---------- Passage
KEESLER AIR FORCE BASE, Miss. -- Senior Airman Adeola Shafe is not the average senior airman in the United States Air Force.
For starters, at age 42, he’s about 15-20 years older than the average senior airman.
Then there’s his demeanor. Not to say the average senior airman isn’t an exemplary servicemember, but there is a certain air upon approaching Shafe that is warm and inviting and stoic and purposeful and determined all at once.
And then he speaks and there’s his accent. While he resides in New Orleans, it’s not the Cajun patois native to the area, but a dialect from an entirely different continent.
Most stories involving someone packing up and venturing across the globe are more of the bildungsroman type. They take place early in the subject’s lives, when they don’t have much to lose and everything to gain. Not when they have a good job and a family of their own.
Encouraged by his mother, and a little reluctant, Shafe left a life he had built in Nigeria in September 2018 at the age of 38, to see what opportunities the United States had to offer him.
Prior to coming to America, Shafe admits he really did not have much interest just based on the fact the he had already built a life in Nigeria. Having researched beforehand different cities in the United States, and concluding that opportunity was everywhere waiting to be tapped into, Shafe set his sights on New Orleans and began his quest for employment.
He had one particular career-field in mind.
“Back in 2014 or ’15, I had worked for Nigeria’s Ministry of Defence for a few months, and I would see these people looking so elegantly dressed. I asked someone who they were and they told me they were American military members,” he said. “I remember telling my friends that if I ever went to America, I would join the military.”
Having only planned to give it one month to see if he could fulfill this dream, Shafe hit the ground running, contacting recruiters from various branches with the mindset that if he was not able to join the military by the end of the month he would return to Nigeria.
But he ran into a roadblock: his age. He found he exceeded the Army and Marine Corps’ age limits.
“It was very frustrating. As soon as I would tell a recruiter my age, that would be it,” said Shafe. “One time I refused to tell the recruiter my age over the phone. I said, ‘Just let me come,’ but still when I went, it was a Marine recruiter, he said ‘Oh sorry’ and that was it.”
--------------------
---------- Dataset extract
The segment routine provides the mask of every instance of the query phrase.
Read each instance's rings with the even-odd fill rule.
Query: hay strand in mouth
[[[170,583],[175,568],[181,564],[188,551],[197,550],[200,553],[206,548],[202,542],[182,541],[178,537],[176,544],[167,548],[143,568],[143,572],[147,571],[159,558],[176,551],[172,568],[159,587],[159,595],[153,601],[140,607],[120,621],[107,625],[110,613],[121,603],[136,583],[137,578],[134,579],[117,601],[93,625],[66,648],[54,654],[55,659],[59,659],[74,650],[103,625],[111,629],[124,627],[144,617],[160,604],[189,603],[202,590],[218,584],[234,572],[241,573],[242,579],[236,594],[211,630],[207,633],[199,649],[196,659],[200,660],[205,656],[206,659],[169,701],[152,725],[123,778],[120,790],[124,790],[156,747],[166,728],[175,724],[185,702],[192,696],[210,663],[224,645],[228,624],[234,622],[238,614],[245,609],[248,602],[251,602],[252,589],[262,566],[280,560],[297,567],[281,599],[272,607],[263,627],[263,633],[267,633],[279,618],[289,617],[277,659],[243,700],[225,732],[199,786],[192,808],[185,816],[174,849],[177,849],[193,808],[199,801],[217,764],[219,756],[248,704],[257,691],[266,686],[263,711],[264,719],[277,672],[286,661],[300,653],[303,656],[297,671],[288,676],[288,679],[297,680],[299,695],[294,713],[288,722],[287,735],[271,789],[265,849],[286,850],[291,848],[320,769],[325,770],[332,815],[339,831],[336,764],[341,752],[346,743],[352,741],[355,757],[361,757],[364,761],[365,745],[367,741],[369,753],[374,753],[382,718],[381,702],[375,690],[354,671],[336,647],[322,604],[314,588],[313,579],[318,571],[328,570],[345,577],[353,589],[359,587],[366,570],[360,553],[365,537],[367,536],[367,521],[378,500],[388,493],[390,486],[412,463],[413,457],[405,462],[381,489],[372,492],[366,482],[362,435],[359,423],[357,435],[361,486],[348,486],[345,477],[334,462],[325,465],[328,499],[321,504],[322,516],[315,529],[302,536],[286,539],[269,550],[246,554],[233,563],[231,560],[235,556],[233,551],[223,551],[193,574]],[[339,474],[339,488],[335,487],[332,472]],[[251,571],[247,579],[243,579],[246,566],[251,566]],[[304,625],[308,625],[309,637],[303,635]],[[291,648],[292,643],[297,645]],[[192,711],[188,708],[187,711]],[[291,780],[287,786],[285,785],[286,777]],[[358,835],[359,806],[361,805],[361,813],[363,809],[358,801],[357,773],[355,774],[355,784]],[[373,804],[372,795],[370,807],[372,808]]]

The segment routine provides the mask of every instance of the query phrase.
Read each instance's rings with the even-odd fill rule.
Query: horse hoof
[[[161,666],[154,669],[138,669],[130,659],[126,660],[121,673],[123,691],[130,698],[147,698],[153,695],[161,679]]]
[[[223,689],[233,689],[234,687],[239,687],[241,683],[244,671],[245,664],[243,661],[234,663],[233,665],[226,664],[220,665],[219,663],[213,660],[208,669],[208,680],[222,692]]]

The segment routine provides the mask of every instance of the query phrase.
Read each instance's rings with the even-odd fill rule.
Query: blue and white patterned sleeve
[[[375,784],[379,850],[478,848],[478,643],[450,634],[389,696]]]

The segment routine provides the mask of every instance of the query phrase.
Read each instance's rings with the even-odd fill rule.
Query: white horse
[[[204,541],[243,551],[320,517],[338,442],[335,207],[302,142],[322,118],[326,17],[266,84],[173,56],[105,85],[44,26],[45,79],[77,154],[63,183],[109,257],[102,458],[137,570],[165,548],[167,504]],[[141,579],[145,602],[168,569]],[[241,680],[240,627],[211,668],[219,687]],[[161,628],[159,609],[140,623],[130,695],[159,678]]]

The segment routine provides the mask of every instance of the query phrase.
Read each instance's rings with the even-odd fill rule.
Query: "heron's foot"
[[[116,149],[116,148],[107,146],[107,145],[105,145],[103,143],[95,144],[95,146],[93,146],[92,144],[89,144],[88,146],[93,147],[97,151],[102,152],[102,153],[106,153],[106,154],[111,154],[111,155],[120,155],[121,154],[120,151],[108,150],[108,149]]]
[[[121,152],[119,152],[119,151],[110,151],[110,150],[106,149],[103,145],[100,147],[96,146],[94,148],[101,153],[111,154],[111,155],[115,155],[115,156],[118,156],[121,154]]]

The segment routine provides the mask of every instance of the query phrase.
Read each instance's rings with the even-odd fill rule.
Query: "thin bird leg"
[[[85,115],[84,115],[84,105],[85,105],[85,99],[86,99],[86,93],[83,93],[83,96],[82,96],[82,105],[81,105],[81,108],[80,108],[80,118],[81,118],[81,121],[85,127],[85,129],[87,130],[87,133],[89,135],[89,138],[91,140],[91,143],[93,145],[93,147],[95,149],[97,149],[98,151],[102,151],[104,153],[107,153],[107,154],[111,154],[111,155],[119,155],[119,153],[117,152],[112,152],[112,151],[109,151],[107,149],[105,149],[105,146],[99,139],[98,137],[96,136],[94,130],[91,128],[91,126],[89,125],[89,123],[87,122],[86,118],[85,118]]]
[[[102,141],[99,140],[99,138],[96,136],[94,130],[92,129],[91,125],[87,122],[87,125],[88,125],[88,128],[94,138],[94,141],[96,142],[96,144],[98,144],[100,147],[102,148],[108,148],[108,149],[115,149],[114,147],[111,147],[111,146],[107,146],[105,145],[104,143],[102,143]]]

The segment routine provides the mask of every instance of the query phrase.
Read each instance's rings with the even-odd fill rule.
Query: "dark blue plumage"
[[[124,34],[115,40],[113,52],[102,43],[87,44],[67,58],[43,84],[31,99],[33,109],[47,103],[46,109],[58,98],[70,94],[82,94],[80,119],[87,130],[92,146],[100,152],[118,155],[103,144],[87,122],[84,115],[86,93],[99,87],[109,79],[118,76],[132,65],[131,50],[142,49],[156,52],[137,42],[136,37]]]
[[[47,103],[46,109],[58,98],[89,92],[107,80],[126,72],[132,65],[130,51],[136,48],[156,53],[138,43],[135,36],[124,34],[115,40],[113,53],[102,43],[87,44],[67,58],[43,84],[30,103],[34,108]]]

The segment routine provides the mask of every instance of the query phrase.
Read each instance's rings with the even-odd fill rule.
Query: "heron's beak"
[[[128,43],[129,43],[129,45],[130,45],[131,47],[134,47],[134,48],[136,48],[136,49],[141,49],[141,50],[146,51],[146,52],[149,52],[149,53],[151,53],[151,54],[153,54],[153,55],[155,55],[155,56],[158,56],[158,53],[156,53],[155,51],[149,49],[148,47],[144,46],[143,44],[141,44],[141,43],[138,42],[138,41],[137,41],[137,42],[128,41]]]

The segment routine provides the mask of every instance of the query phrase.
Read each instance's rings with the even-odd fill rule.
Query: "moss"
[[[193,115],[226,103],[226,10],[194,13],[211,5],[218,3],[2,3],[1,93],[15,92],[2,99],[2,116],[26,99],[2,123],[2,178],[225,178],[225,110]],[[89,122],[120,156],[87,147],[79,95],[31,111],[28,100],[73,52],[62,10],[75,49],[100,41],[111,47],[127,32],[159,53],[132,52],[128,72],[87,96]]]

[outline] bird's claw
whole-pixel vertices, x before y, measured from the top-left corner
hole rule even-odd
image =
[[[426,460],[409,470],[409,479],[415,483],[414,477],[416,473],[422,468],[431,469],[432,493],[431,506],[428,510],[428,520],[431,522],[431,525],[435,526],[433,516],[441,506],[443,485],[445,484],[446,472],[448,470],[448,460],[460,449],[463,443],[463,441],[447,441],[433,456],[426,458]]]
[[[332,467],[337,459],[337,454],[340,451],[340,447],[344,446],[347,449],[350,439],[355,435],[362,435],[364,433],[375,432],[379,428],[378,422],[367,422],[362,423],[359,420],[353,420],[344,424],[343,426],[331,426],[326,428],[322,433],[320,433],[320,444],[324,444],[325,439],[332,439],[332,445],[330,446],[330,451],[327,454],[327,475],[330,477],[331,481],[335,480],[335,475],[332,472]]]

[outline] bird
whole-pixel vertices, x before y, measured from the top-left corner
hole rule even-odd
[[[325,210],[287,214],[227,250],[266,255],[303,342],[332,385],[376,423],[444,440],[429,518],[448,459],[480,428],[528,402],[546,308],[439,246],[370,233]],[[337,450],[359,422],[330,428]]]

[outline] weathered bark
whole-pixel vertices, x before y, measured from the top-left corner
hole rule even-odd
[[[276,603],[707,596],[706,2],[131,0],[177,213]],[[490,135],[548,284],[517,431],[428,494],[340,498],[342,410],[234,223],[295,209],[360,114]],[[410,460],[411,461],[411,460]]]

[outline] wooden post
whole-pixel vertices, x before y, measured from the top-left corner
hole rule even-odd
--------------------
_Work task 1:_ According to the article about Senior Airman Adeola Shafe, in what month and year did he leave Nigeria for the United States?
_Work task 2:_ Go on with the article about Senior Airman Adeola Shafe from the point where it stops.

_Written answer 1:_ September 2018.

_Written answer 2:_
That first month went by with no luck on the enlisting front, but Shafe’s mother insisted he stay and keep trying.
“That’s when I got a job as a sheriff’s deputy,” he said. “Considering I had had a good life in Nigeria and a degree, I didn’t want to come here just to be a taxi driver or work at a restaurant or something like that. My mother suggested if I couldn’t join the military, I could join law enforcement.”
While landing that job fulfilled his need for income to provide for his two sons, his wife and his mother, Shafe didn’t see the job itself as necessarily the fulfillment he knew the military would bring him, so he continued to reach out to recruiters.
“Finally in September of 2019, at 39, I found an Air Force Reserve recruiter who said he could get me in before my 40th birthday,” he said. “We only had two months, so we had to get everything done quickly. I took the ASVAB and everything and was able to join.”
At the age of 40, Trainee Shafe was off to Basic Military Training at Joint Base San Antonio-Lackland, Texas, where he realized his nearly decade old dream of joining the ranks of those “elegantly” dressed people he saw back in Nigeria.
“The proudest day of my life was the day I put on this uniform,” he said. “You know when you have a dream and you see that it’s being fulfilled? It just gives you this joy. I would do this for free. I remember my recruiter saying, ‘You’re not even asking how much you’re going to be paid’ and it was because I didn’t care. The fact that I’m in the military gives me what money can’t give me. It gives me joy. When you have satisfaction of the mind, it is unquantifiable.”
Senior Airman Shafe now serves in the Air Force Reserve’s 403rd Wing at Keesler Air Force Base, Mississippi, as a food distribution assistant for the 403rd Force Support Squadron.
Shafe puts all of his energy and zeal into his work because he wants to be heard, for his hard work to be his voice that motivates those around him to also give their all.
“The word that comes to mind when I think of him is: sharp. He’s just sharp,” said Tech. Sgt. Phyllis Jones, Shafe’s supervisor. “You give him any task and he’ll get it done flawlessly and in record time, plus all of his other responsibilities, career development courses, Airman Leadership School. You name it, he excels at it.”
It took little time for Shafe to make an impact, earning recognition and awards for a year of work at the Air National Guard’s Combat Readiness Training Center in Gulfport, Mississippi, assisting in the base’s mission to train and equip thousands of deploying troops from all over during the onset of the COVID-19 pandemic.
He was also recently recognized by an Air Force Reserve Command inspection team as a “Hard Charger” for his outstanding professionalism, technical expertise and demonstrated excellence.
“The sky is the limit for Senior Airman Shafe,” said Jones. “His professionalism and manners and his work ethic—he’s just an awesome troop and an asset to the 403rd Wing.”
In regard to the future, Shafe hopes to land a full-time opportunity serving in the military. He’s also working to bring his entire family here, as his wife is still currently in Africa.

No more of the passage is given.